**Objectif de la tâche**
Pouvez-vous extraire du texte sur l'accord entre CIF et la Guinée le passage qui va de « Le partenariat a » jusqu'à « une date ultérieure. » inclus ?

**Texte affiché**
◇ ◇ ◇ ◇
Le partenariat a pris de l’importance la semaine suivante, le 12 juin 2009, lorsque CIF et le CNDD ont signé un Accord-Cadre qui a présenté les plans de mise en place d’une société de joint-venture qui servira de véhicule pour les investissements du Groupe dans le pays. CIF serait le partenaire majoritaire dans la coentreprise, détenant 85 pourcent des actions de la société. (Cette prise de participation de 85 pour cent a été finalement divisée entre CIF et China Sonangol.) Le Gouvernement de la Guinée détiendrait au départ une participation de 15 pourcent avec l'option d'achat de 10 pourcent supplémentaires des actions de la société chez Queensway à une date ultérieure.

L'Accord-Cadre stipule que la coentreprise réaliserait des projets dans un large éventail de secteurs, y compris "l'énergie, le traitement de l'eau, l'électricité, le transport, le logement, l'agriculture, la pêche, ou dans tout autre domaine d'intérêt commun." En effet, comme il l'avait fait ailleurs, le Groupe a promis d'entreprendre un ensemble ambitieux et extravagant de projets, y compris une nouvelle centrale thermique et plusieurs grands barrages, ainsi que la construction de somptueux immeubles à usage de bureaux gouvernementaux, d'une valeur de $650 millions. Il construirait un chemin de fer Transguinéen pour transporter les minéraux de l'intérieur du pays à un port sur la côte. Le Groupe a promis de livrer 100 autobus à Conakry dans les 45 jours qui suivent la signature de l'accord. Air Guinée International, la compagnie aérienne inaugurée récemment, faisait également partie de ce paquet.
◇ ◇ ◇ ◇
Relevés d'identification de position:
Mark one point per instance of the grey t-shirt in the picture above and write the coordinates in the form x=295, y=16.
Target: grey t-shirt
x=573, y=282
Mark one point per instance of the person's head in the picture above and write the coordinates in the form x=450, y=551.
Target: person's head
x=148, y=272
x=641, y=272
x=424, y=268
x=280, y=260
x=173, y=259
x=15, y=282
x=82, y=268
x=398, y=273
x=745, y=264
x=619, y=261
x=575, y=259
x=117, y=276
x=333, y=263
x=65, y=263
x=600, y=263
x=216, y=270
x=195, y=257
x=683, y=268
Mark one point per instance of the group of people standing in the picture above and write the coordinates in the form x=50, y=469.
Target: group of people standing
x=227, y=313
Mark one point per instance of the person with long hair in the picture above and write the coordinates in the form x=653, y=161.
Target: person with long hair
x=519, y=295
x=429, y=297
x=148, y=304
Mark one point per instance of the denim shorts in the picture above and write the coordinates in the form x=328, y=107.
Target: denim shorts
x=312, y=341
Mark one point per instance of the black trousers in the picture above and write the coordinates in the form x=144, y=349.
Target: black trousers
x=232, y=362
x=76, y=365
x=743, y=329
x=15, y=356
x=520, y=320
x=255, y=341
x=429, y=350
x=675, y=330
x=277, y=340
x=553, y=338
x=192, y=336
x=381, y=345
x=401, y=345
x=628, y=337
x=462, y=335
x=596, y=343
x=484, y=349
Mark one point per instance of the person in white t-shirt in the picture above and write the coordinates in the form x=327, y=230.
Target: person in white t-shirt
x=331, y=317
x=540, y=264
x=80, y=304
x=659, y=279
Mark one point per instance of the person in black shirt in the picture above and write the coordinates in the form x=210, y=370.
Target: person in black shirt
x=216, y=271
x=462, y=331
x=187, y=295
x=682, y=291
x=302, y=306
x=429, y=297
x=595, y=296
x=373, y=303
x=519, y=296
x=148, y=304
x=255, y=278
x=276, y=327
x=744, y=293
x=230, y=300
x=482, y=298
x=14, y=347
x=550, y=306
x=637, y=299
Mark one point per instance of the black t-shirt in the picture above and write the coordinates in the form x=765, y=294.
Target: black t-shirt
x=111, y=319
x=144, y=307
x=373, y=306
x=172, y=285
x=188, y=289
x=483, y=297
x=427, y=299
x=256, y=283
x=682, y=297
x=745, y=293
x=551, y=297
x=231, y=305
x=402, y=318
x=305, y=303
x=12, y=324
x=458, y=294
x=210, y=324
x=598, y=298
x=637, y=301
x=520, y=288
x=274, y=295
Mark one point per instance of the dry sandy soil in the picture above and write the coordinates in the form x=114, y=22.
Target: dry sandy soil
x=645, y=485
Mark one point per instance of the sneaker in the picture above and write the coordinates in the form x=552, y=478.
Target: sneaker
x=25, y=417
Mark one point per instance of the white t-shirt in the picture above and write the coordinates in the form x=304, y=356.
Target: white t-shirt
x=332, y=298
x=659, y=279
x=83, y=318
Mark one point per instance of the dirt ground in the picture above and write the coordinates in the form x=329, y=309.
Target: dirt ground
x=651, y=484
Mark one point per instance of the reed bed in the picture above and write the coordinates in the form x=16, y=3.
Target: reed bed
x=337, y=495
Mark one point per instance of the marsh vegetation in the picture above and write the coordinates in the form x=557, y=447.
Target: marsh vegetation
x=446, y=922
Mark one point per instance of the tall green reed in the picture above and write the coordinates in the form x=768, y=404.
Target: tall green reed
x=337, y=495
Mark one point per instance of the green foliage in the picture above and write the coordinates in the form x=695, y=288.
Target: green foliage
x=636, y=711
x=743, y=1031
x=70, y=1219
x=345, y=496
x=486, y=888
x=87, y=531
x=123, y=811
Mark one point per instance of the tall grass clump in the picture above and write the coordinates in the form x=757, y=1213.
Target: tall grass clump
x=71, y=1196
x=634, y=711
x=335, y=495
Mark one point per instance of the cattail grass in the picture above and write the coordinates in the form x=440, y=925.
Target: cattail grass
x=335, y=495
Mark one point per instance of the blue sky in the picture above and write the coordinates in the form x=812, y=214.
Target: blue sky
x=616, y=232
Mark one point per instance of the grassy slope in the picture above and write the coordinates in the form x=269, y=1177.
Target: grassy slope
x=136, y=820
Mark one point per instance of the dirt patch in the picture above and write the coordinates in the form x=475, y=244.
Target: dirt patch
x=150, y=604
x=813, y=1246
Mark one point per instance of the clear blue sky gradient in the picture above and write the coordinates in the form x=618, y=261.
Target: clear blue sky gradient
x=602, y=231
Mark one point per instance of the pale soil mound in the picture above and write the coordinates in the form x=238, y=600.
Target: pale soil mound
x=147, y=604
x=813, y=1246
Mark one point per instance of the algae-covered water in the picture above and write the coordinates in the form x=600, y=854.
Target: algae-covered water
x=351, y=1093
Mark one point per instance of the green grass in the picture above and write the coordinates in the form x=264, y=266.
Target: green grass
◇ ◇ ◇ ◇
**Solution de la tâche**
Le partenariat a pris de l’importance la semaine suivante, le 12 juin 2009, lorsque CIF et le CNDD ont signé un Accord-Cadre qui a présenté les plans de mise en place d’une société de joint-venture qui servira de véhicule pour les investissements du Groupe dans le pays. CIF serait le partenaire majoritaire dans la coentreprise, détenant 85 pourcent des actions de la société. (Cette prise de participation de 85 pour cent a été finalement divisée entre CIF et China Sonangol.) Le Gouvernement de la Guinée détiendrait au départ une participation de 15 pourcent avec l'option d'achat de 10 pourcent supplémentaires des actions de la société chez Queensway à une date ultérieure.